[Data items]
#####
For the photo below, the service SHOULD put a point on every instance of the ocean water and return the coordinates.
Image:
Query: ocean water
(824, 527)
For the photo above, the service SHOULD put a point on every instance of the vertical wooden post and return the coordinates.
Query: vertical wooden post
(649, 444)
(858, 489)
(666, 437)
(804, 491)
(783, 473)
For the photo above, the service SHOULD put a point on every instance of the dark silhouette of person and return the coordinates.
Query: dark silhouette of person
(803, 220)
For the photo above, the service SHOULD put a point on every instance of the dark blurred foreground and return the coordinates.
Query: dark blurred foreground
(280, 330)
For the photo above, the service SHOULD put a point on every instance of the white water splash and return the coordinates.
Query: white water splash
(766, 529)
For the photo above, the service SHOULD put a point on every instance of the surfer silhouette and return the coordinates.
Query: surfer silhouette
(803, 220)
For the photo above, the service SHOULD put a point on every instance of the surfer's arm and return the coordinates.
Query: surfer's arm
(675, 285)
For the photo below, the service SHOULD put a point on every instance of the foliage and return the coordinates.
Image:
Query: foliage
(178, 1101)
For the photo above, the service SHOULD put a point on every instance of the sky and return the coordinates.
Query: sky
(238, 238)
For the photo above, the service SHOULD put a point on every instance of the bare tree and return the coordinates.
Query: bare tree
#####
:: Aim of the exercise ::
Can you reproduce the lines of the Data items word for word, from the line containing "tree and return the coordinates." through the final line?

:: Full response ::
For the photo above, the service SHOULD put a point on every instance of the bare tree and return the coordinates.
Query: bare tree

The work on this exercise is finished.